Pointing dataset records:
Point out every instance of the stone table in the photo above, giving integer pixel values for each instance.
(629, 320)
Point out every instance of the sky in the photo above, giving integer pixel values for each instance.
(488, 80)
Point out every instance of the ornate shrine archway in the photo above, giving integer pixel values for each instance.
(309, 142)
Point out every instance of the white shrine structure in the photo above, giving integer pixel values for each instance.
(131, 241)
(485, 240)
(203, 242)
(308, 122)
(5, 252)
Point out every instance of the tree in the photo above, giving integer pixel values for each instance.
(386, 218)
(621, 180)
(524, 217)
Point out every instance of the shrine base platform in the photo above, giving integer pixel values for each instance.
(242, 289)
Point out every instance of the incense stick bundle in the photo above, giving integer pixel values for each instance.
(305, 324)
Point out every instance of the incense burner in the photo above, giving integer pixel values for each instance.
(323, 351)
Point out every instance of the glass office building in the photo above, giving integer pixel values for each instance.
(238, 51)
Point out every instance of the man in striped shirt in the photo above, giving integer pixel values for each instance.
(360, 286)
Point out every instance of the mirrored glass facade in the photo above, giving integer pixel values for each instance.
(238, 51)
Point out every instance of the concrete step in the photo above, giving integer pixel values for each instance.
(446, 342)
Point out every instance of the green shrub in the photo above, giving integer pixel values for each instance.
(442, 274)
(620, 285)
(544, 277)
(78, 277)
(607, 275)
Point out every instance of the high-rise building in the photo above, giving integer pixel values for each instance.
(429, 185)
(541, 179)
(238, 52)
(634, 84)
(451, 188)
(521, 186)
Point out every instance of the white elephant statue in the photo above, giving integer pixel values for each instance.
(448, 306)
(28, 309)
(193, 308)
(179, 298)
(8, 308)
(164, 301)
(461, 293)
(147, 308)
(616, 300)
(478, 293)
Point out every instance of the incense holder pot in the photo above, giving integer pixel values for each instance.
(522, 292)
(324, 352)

WORK TO COMPLETE:
Copy out every one of the lines above word for word, with no changes.

ANSWER FOR THIS EXERCISE:
Point out every instance of the stone table in the photo above, giving integer pixel values for each instance.
(629, 320)
Point out every instance of the sky in the photo above, giving integer pixel values for each instance.
(488, 80)
Point out every instance of the ornate shrine archway in the photo above, giving integer pixel values for each instance.
(309, 142)
Point out every instance of the white shrine structure in the photo above, giving integer pixel values for each instance.
(131, 241)
(485, 240)
(203, 242)
(308, 122)
(5, 252)
Point out every instance of the tree in the photo above, giving integer pixel values for each instance.
(386, 218)
(621, 180)
(524, 217)
Point out every instance of the shrine base platform in the photo above, giving integer pixel values for each instance.
(242, 289)
Point out every instance of the incense stick bundle in the photo above, giving integer pixel values for each instance.
(305, 324)
Point out every instance of the incense burner in the photo above, giving integer pixel values for each instance.
(323, 351)
Point out every instance of the glass office building in the photo above, giving integer pixel values for each instance.
(238, 51)
Point out every instance of the man in striped shirt in the photo above, giving integer pixel values for each instance.
(360, 286)
Point out every instance of the mirrored glass facade in the photo above, giving integer pixel values for each instance.
(238, 51)
Point out every instance of the concrete step in the photo above, giving integer pixel values for each instance.
(446, 342)
Point out every instance of the green shrub in the photo above, giving integer pixel values for each instance.
(442, 274)
(620, 285)
(544, 277)
(78, 277)
(607, 275)
Point out every instance of the high-rise building in the photo above, giving integer pixel values for each instance.
(429, 185)
(541, 179)
(238, 52)
(634, 84)
(451, 188)
(521, 186)
Point out every instance of the white elephant statue in the photo above, giving integer pixel values for each instance.
(448, 306)
(28, 309)
(193, 308)
(179, 298)
(8, 308)
(164, 301)
(461, 293)
(147, 308)
(616, 300)
(478, 293)
Point out every instance of the incense holder pot in the photo above, giving integer pixel values for each instance.
(522, 292)
(324, 352)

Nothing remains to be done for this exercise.